* PROBLEM REQUIREMENTS
Put the lines of the material into a Markdown table with the columns Row and Line, starting at the line that contains "Task: annotation of the forest" and ending at the end of the material, and leave out any blank lines.

[Start PROVIDED DATA]

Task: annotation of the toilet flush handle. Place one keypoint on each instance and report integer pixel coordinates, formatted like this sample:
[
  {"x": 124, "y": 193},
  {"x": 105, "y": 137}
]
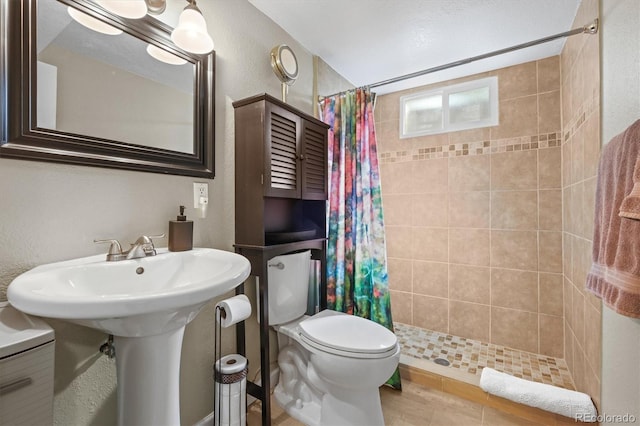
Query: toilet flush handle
[{"x": 278, "y": 265}]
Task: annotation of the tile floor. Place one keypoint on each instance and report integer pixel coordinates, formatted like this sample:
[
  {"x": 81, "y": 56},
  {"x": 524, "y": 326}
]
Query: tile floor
[
  {"x": 416, "y": 405},
  {"x": 423, "y": 406},
  {"x": 471, "y": 356}
]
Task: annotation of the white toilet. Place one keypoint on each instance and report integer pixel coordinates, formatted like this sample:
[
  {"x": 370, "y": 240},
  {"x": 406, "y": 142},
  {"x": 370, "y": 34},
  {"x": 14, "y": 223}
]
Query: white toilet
[{"x": 331, "y": 364}]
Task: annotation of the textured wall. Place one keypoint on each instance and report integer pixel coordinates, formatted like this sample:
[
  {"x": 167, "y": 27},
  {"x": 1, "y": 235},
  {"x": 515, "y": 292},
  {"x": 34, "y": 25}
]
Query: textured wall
[
  {"x": 52, "y": 212},
  {"x": 474, "y": 219},
  {"x": 580, "y": 70}
]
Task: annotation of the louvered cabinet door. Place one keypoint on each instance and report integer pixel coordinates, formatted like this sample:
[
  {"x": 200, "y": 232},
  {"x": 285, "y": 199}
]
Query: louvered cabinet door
[
  {"x": 314, "y": 161},
  {"x": 282, "y": 168}
]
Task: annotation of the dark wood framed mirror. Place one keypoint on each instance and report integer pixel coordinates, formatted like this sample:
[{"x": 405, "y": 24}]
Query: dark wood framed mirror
[{"x": 72, "y": 95}]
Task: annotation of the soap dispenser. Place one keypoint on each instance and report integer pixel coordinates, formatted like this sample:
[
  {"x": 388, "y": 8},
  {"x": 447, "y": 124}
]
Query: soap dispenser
[{"x": 180, "y": 233}]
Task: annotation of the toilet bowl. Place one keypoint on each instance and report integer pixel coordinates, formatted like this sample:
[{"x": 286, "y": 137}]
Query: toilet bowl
[{"x": 331, "y": 364}]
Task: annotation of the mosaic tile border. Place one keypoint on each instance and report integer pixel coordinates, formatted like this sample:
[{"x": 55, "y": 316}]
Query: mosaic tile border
[
  {"x": 472, "y": 356},
  {"x": 524, "y": 143}
]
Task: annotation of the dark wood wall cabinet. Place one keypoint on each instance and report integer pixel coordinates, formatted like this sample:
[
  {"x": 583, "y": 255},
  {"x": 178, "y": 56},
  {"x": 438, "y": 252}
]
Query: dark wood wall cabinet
[{"x": 280, "y": 201}]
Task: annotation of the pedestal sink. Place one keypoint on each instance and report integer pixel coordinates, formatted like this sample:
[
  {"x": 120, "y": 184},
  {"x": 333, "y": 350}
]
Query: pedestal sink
[{"x": 146, "y": 304}]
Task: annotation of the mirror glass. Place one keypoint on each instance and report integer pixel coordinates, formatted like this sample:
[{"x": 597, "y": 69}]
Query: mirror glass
[
  {"x": 109, "y": 86},
  {"x": 124, "y": 97}
]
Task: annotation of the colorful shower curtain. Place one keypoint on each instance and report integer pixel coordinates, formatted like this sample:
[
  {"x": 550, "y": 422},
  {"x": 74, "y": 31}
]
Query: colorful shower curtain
[{"x": 357, "y": 280}]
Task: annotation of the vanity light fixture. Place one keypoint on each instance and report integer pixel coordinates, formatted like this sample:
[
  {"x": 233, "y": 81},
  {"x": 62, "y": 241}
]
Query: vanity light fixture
[
  {"x": 164, "y": 56},
  {"x": 132, "y": 9},
  {"x": 191, "y": 33},
  {"x": 92, "y": 23}
]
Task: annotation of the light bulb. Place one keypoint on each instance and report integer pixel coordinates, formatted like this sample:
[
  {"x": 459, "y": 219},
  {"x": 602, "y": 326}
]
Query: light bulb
[
  {"x": 191, "y": 33},
  {"x": 132, "y": 9}
]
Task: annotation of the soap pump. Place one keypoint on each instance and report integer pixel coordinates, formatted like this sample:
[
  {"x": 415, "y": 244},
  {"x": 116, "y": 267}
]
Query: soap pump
[{"x": 180, "y": 233}]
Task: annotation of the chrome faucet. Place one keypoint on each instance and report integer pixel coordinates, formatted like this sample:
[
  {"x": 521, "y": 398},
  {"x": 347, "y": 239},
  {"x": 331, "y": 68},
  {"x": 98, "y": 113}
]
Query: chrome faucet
[{"x": 143, "y": 247}]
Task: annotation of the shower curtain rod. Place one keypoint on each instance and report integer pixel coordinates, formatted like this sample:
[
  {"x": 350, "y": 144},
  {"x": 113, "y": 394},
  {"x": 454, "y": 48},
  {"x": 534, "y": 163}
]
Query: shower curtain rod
[{"x": 591, "y": 28}]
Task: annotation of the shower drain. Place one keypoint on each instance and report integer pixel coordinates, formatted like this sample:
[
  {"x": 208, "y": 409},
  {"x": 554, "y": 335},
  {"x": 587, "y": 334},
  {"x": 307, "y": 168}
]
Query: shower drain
[{"x": 442, "y": 361}]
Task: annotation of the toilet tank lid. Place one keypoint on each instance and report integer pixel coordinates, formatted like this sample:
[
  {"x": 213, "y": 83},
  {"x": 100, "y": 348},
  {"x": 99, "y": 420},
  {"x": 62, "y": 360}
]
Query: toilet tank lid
[
  {"x": 20, "y": 332},
  {"x": 348, "y": 333}
]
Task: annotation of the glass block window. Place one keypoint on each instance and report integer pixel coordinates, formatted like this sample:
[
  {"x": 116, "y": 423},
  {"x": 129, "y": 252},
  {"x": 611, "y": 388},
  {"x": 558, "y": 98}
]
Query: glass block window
[{"x": 462, "y": 106}]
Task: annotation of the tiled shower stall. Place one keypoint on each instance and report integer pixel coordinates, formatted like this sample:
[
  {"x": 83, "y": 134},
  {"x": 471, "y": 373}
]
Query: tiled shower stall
[{"x": 477, "y": 241}]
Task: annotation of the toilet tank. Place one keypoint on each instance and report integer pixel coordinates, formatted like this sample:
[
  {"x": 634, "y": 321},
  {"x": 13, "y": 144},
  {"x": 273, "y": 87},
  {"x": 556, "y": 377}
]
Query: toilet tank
[{"x": 288, "y": 286}]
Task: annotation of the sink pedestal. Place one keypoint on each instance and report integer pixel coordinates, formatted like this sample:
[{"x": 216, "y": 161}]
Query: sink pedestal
[{"x": 148, "y": 372}]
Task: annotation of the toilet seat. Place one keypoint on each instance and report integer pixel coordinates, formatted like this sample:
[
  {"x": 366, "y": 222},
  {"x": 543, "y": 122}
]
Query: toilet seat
[{"x": 348, "y": 335}]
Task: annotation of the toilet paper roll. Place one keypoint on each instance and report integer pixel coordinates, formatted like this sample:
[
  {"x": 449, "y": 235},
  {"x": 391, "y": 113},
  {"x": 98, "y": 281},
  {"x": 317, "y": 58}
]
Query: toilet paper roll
[{"x": 233, "y": 310}]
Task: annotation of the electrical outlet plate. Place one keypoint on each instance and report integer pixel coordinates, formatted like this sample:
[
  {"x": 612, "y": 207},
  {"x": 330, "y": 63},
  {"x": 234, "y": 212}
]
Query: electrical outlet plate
[{"x": 200, "y": 189}]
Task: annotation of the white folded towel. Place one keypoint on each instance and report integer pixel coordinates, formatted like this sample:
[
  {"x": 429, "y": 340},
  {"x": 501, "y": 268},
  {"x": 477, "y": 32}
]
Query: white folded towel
[{"x": 576, "y": 405}]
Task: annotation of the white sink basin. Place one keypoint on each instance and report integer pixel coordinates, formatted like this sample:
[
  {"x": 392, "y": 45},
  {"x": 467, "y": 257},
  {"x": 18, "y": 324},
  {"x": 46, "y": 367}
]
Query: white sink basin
[
  {"x": 129, "y": 298},
  {"x": 146, "y": 304}
]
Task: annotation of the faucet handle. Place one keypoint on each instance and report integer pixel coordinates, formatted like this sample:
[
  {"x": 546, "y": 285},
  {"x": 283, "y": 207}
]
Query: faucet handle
[
  {"x": 115, "y": 249},
  {"x": 146, "y": 243},
  {"x": 147, "y": 239}
]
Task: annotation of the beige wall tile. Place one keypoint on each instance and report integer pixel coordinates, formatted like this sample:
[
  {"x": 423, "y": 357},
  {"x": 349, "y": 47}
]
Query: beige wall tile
[
  {"x": 593, "y": 338},
  {"x": 578, "y": 372},
  {"x": 469, "y": 173},
  {"x": 550, "y": 294},
  {"x": 518, "y": 117},
  {"x": 592, "y": 145},
  {"x": 549, "y": 74},
  {"x": 429, "y": 244},
  {"x": 515, "y": 329},
  {"x": 567, "y": 255},
  {"x": 568, "y": 346},
  {"x": 550, "y": 210},
  {"x": 514, "y": 289},
  {"x": 578, "y": 316},
  {"x": 394, "y": 178},
  {"x": 518, "y": 80},
  {"x": 469, "y": 246},
  {"x": 514, "y": 210},
  {"x": 589, "y": 203},
  {"x": 550, "y": 168},
  {"x": 514, "y": 249},
  {"x": 549, "y": 112},
  {"x": 550, "y": 251},
  {"x": 551, "y": 336},
  {"x": 400, "y": 274},
  {"x": 576, "y": 211},
  {"x": 427, "y": 175},
  {"x": 469, "y": 320},
  {"x": 577, "y": 156},
  {"x": 431, "y": 278},
  {"x": 430, "y": 210},
  {"x": 429, "y": 141},
  {"x": 470, "y": 283},
  {"x": 469, "y": 209},
  {"x": 399, "y": 240},
  {"x": 473, "y": 135},
  {"x": 566, "y": 164},
  {"x": 402, "y": 306},
  {"x": 431, "y": 313},
  {"x": 514, "y": 170},
  {"x": 397, "y": 209},
  {"x": 567, "y": 288}
]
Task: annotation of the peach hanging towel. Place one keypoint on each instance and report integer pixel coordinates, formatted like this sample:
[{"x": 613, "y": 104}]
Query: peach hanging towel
[{"x": 615, "y": 272}]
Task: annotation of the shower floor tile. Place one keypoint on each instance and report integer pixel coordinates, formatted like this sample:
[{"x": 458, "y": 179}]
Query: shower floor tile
[{"x": 471, "y": 356}]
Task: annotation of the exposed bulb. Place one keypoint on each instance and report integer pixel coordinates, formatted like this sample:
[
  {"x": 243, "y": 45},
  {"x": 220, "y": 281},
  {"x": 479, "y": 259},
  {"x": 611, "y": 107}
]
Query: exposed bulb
[
  {"x": 132, "y": 9},
  {"x": 191, "y": 33}
]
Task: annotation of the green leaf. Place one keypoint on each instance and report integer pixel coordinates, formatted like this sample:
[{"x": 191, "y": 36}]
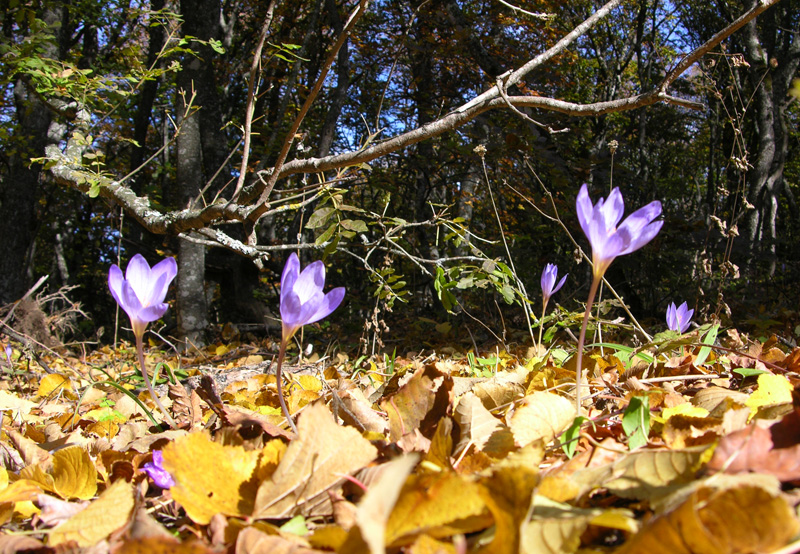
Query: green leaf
[
  {"x": 709, "y": 339},
  {"x": 356, "y": 225},
  {"x": 749, "y": 371},
  {"x": 326, "y": 235},
  {"x": 636, "y": 421},
  {"x": 569, "y": 439},
  {"x": 295, "y": 526},
  {"x": 319, "y": 217}
]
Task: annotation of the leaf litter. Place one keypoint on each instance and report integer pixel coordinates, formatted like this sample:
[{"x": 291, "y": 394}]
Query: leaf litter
[{"x": 694, "y": 453}]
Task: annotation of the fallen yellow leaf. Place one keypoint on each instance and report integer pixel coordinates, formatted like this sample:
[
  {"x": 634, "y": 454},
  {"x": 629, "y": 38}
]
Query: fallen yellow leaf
[{"x": 102, "y": 517}]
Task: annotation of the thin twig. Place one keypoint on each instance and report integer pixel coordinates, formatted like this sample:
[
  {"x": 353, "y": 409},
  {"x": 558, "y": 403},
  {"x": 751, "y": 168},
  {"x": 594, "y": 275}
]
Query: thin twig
[{"x": 255, "y": 66}]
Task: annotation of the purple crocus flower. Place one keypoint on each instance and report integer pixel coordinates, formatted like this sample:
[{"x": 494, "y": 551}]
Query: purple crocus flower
[
  {"x": 599, "y": 223},
  {"x": 142, "y": 291},
  {"x": 302, "y": 302},
  {"x": 141, "y": 294},
  {"x": 155, "y": 470},
  {"x": 678, "y": 319},
  {"x": 302, "y": 299},
  {"x": 549, "y": 287}
]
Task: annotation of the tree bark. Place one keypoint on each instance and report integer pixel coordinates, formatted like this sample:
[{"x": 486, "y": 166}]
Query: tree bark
[{"x": 20, "y": 188}]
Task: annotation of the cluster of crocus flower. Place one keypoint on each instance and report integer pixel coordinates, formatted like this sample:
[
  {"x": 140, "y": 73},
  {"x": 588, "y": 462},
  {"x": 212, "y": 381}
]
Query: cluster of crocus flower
[
  {"x": 141, "y": 293},
  {"x": 601, "y": 225},
  {"x": 549, "y": 288},
  {"x": 678, "y": 319},
  {"x": 302, "y": 302}
]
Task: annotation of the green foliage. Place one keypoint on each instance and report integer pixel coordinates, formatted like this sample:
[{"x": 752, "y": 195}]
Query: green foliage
[{"x": 636, "y": 421}]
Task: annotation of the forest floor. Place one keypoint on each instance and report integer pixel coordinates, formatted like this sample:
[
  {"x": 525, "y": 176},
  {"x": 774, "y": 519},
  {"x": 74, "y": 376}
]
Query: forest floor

[End PROVIDED DATA]

* ANSWER IN FULL
| Row | Line |
|---|---|
| 1 | Task: annotation of the forest floor. Place one keypoint on each instance and report integer pixel coordinates, formatted like this sample: |
| 2 | [ |
| 3 |   {"x": 525, "y": 176}, |
| 4 |   {"x": 774, "y": 519}, |
| 5 |   {"x": 74, "y": 376} |
| 6 | ] |
| 7 | Query: forest floor |